* Passage to read:
__________________________________________________
The Biggest Mistake Employers Make When Filling a Top Job

Job Opening: Looking for an Executive Director. Must have minimum of 5 years top management experience. Prefer candidate be aprox. 5’7” 155 lbs. with dark red hair and a deep, throaty laugh. Send resume to: Blah, blah, blah.

Would anyone really place an ad like this in the Jobs Section? No. But they might just as well, because subconsciously that’s what they want.

There’s a mistake made by employers nearly 100% of the time when looking for a new hire. They seldom think of themselves as hiring a new employee. Instead, they seek to “replace” the old employee with a clone. They do this because:

1. That’s the way we’ve always done it (official company motto: “Live and Don’t Learn.”)

2. It’s easier that way.

3. If things go badly, the responsibility is easily diffused.

But I disagree with this philosophy. (You knew that I would.) And here’s my rationale: When an employee leaves, for whatever reason, if the employer just thinks in terms of replacing that employee they deprive themselves of an chance to wipe the state clean and begin anew. Perhaps, 12 years ago, when that position was first created, there was an excellent job description written. In fact, I’ll bet that they are still working from an updated version of that same job description to this day! Maybe that’s swell. I doubt it.
__________________________________________________
* Stored data:
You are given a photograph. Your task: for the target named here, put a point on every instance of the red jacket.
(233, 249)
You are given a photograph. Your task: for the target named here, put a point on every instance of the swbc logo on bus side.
__________________________________________________
* Set task 1: Could you reproduce the essay on filling a top job word for word, starting at the words "1. That’s the" and stopping after "I doubt it."?
* Set task 2: Can you carry on the essay about filling a top job, picking up after its last sentence?

* Reply 1:
1. That’s the way we’ve always done it (official company motto: “Live and Don’t Learn.”)

2. It’s easier that way.

3. If things go badly, the responsibility is easily diffused.

But I disagree with this philosophy. (You knew that I would.) And here’s my rationale: When an employee leaves, for whatever reason, if the employer just thinks in terms of replacing that employee they deprive themselves of an chance to wipe the state clean and begin anew. Perhaps, 12 years ago, when that position was first created, there was an excellent job description written. In fact, I’ll bet that they are still working from an updated version of that same job description to this day! Maybe that’s swell. I doubt it.

* Reply 2:
Nonprofits are particularly bad about this, by the way. Small staffs and volunteer board members who can’t afford to “waste their valuable time” tend to think in terms of the immediate problem rather than the big picture.

We all know the definition of insanity: continuing to do the same thing and expecting a different result. During this current lousy economy, everybody has to start thinking outside the box. What worked in 2007 probably won’t work in 2010. When a person leaves, it creates a remarkable opportunity to re-think the job with something that is more appropriate with the changing world of doing business.

By the way, this same axiom is true with Board members as well. There are a startling array of lousy practices that are used when replacing an exiting board member. But one of the worst (and most popular) among female-heavy boards is to let the person who is leaving nominate her friend or co-worker to replace her slot. That would work well if this were a sewing circle, but with a Board of Directors, not so much. Men do this to some extent, too, but with men the nominee is more likely to be someone that the outgoing member has worked with on another board. Men are more incestuous; women more friend-driven.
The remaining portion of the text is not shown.